> [Required task]
Please reproduce every record, keeping each one exactly as written.

Object position labeling entries

################

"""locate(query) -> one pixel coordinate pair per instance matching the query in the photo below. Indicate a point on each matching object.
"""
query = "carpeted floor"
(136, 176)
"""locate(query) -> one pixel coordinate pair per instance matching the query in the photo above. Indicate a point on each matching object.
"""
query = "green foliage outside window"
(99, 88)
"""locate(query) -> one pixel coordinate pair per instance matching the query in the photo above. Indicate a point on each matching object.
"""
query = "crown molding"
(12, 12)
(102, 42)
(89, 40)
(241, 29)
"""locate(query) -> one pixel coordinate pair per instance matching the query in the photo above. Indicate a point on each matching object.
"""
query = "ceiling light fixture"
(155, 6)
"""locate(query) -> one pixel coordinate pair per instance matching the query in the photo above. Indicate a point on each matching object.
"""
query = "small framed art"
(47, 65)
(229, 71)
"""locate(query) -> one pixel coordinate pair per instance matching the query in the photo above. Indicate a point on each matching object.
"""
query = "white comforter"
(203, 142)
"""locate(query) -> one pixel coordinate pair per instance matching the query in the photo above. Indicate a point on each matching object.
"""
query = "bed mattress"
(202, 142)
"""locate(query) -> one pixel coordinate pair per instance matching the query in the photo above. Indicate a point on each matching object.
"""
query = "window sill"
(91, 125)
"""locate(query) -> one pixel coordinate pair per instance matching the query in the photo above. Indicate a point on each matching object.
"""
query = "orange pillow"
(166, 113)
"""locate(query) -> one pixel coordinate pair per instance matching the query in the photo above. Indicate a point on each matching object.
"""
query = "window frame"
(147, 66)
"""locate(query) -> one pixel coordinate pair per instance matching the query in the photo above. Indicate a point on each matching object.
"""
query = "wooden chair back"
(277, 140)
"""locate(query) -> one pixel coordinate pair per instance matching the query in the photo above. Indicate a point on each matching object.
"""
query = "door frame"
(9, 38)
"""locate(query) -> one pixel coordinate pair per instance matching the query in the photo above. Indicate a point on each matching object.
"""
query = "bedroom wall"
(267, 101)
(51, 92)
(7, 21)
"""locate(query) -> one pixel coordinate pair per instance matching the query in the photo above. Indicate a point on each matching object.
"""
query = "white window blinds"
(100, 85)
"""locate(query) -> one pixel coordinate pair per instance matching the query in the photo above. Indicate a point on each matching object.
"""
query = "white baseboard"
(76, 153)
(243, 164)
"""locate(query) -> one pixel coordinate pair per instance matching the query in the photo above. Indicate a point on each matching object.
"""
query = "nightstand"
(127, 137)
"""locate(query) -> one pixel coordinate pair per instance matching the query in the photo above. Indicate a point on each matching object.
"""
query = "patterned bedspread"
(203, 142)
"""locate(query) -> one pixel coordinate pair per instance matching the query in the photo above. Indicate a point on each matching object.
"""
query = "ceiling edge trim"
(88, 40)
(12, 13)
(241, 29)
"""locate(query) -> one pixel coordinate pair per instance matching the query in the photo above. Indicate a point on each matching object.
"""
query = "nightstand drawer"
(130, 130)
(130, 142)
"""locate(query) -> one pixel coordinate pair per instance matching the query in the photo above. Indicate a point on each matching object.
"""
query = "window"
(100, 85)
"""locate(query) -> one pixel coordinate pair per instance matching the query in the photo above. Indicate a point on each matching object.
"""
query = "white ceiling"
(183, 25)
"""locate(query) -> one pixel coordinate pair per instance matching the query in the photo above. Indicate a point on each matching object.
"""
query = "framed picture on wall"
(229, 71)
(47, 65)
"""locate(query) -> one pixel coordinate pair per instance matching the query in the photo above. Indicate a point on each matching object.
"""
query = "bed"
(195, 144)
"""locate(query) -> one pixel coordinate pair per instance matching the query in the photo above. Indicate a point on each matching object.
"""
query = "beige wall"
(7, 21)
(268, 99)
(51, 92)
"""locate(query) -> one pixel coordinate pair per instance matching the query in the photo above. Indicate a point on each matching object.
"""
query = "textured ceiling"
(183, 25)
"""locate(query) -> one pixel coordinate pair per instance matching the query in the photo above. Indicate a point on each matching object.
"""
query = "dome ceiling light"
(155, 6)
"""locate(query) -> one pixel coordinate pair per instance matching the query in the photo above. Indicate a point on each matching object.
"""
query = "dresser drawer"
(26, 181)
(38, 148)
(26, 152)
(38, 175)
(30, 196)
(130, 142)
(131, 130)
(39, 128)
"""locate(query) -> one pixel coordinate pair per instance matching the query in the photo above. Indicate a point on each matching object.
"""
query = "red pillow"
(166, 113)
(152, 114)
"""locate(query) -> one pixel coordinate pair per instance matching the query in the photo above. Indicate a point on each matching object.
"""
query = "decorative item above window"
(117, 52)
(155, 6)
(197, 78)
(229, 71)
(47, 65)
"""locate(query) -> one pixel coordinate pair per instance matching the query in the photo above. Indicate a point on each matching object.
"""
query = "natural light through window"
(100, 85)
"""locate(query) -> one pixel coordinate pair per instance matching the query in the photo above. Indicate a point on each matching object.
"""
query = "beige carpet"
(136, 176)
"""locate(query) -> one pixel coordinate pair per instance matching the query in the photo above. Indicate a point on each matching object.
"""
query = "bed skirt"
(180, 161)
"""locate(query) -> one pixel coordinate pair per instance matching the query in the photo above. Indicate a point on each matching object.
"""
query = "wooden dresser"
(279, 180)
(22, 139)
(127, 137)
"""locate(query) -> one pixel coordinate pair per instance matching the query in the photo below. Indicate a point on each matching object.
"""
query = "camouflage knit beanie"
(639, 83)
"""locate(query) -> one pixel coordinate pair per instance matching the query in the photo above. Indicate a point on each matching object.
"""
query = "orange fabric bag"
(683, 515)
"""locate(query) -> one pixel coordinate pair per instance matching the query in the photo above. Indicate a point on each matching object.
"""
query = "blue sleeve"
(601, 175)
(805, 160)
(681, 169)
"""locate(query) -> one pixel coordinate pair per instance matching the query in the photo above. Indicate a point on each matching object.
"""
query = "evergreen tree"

################

> [Written solution]
"""locate(query) -> one pixel coordinate pair per instance matching the query in the photo below. Indicate a point on each matching object.
"""
query = "carpeted floor"
(136, 176)
"""locate(query) -> one pixel coordinate pair per instance matching the query in the photo above. Indicate a point on each matching object.
"""
query = "green foliage outside window"
(99, 88)
"""locate(query) -> one pixel coordinate pair per instance matching the query in the photo above. Indicate a point on each matching object.
"""
query = "crown molding"
(12, 12)
(102, 42)
(89, 40)
(241, 29)
"""locate(query) -> one pixel coordinate pair per instance matching the query in the photo above. Indicate a point on each matching object.
"""
query = "ceiling light fixture"
(155, 6)
"""locate(query) -> one pixel coordinate pair per instance matching the query in the photo above. Indicate a point on each matching object.
"""
query = "small framed art"
(47, 65)
(229, 71)
"""locate(query) -> one pixel coordinate pair per instance matching the query in the photo above. Indicate a point on each matching object.
"""
query = "white comforter"
(203, 142)
"""locate(query) -> one pixel coordinate pair per instance matching the query in the photo above. Indicate a point on each matching object.
"""
query = "bed mattress"
(202, 142)
"""locate(query) -> one pixel coordinate pair per instance matching the query in the photo above. Indicate a point on each matching object.
"""
query = "window sill"
(91, 125)
"""locate(query) -> one pixel coordinate pair per instance matching the query in the photo above. Indicate a point on each matching object.
"""
query = "orange pillow"
(166, 113)
"""locate(query) -> one pixel coordinate pair per instance matching the query in the photo above. Indicate a point on each matching object.
"""
query = "window frame"
(147, 66)
"""locate(query) -> one pixel coordinate pair per instance matching the query in the photo above. Indicate a point on each matching object.
"""
query = "wooden chair back"
(277, 140)
"""locate(query) -> one pixel coordinate pair per instance matching the query in the photo above. Indicate a point on each matching object.
"""
query = "door frame"
(9, 38)
"""locate(query) -> one pixel coordinate pair per instance matching the query in the photo above. Indicate a point on each matching object.
"""
query = "bedroom wall"
(267, 101)
(51, 92)
(7, 21)
"""locate(query) -> one pixel coordinate pair per instance matching the query in the photo above. Indicate a point on each matching object.
"""
query = "white window blinds"
(100, 85)
"""locate(query) -> one pixel coordinate pair per instance matching the query in the photo above. Indicate a point on each matching object.
"""
query = "white baseboard"
(76, 153)
(243, 164)
"""locate(query) -> one pixel coordinate pair per instance matching the query in the photo above. Indicate a point on each matching object.
"""
query = "nightstand"
(127, 137)
"""locate(query) -> one pixel coordinate pair per instance matching the query in the photo above. Indicate a point on each matching object.
"""
query = "patterned bedspread"
(203, 142)
"""locate(query) -> one pixel coordinate pair per instance matching the query in the photo above. Indicate a point on each matching object.
"""
query = "ceiling edge trim"
(88, 40)
(12, 13)
(241, 29)
"""locate(query) -> one pixel coordinate pair per instance matching the query in the photo above. Indicate a point on each matching object.
"""
query = "nightstand drawer"
(130, 130)
(130, 142)
"""locate(query) -> one pixel coordinate pair per instance matching the query in the photo above. Indicate a point on each matching object.
"""
query = "window"
(100, 85)
"""locate(query) -> one pixel coordinate pair per instance matching the query in the photo above. Indicate a point on each matching object.
"""
query = "white ceiling"
(183, 25)
"""locate(query) -> one pixel coordinate pair per instance matching the query in the photo above. Indicate a point on each matching object.
"""
query = "framed picture on wall"
(229, 71)
(47, 65)
"""locate(query) -> one pixel coordinate pair per instance matching the query in the photo above. Indicate a point on each matching object.
"""
query = "bed"
(195, 144)
"""locate(query) -> one pixel coordinate pair per instance matching the query in the photo above. Indicate a point on each matching object.
"""
query = "beige wall"
(7, 21)
(268, 99)
(51, 92)
"""locate(query) -> one pixel coordinate pair per instance matching the query in the photo above. Indicate a point on each matching object.
"""
query = "textured ceiling"
(183, 25)
"""locate(query) -> one pixel coordinate pair per instance matching the query in the photo above. Indicate a point on each matching object.
"""
query = "dome ceiling light"
(155, 6)
"""locate(query) -> one pixel coordinate pair per instance matching the query in the photo above. Indicate a point on each matching object.
"""
query = "dresser drawer"
(26, 181)
(38, 148)
(26, 152)
(38, 175)
(30, 196)
(130, 142)
(131, 130)
(39, 128)
"""locate(query) -> one pixel coordinate pair per instance matching the query in the photo above. Indicate a point on each matching object.
"""
query = "red pillow"
(166, 113)
(152, 114)
"""locate(query) -> one pixel coordinate pair per instance matching the query in the photo above. Indicate a point on each matching object.
"""
query = "decorative item above window"
(117, 52)
(155, 6)
(197, 78)
(229, 71)
(47, 65)
"""locate(query) -> one pixel coordinate pair per instance matching the query in the photo above. Indicate a point on each matching object.
"""
query = "natural light through window"
(100, 85)
"""locate(query) -> one pixel coordinate pair per instance matching the query in the photo above. Indicate a point on each matching object.
"""
query = "beige carpet"
(136, 176)
"""locate(query) -> one pixel coordinate pair per instance matching the query in the photo above. Indicate a point on each matching object.
"""
query = "bed skirt"
(180, 161)
"""locate(query) -> one pixel coordinate pair per instance matching the query in the photo above. Indicate a point on each matching object.
"""
query = "wooden dresser"
(279, 180)
(22, 139)
(127, 137)
"""locate(query) -> one pixel coordinate pair per instance matching the query in the photo below. Indicate a point on each matching object.
"""
query = "camouflage knit beanie"
(639, 83)
"""locate(query) -> one pixel coordinate pair per instance matching the query in the photo above. Indicate a point on each matching object.
"""
query = "orange fabric bag"
(683, 515)
"""locate(query) -> one pixel coordinate pair per instance matching the query in the photo above. Indicate a point on each matching object.
"""
query = "blue sleeve"
(601, 175)
(805, 160)
(681, 169)
"""locate(query) -> one pixel coordinate pair per instance matching the query in the photo above. Indicate a point on each matching object.
"""
query = "evergreen tree"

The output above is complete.